TASK REQUIREMENTS
Output every line of the entries below exactly as they appear, leaving out the pictures.

Excerpts from a point labeling dataset
================================

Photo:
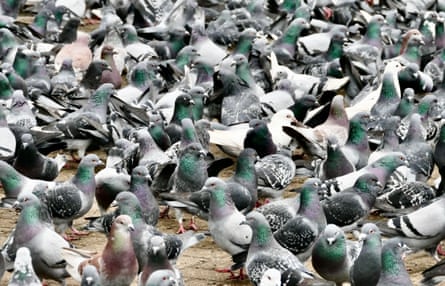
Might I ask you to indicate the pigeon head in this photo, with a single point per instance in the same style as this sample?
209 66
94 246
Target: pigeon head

================================

REPLY
Photo:
Might I ask you to indicate the pigeon head in this photo, with a single point per instance in the same style as this sample?
209 66
94 246
Target: pigeon head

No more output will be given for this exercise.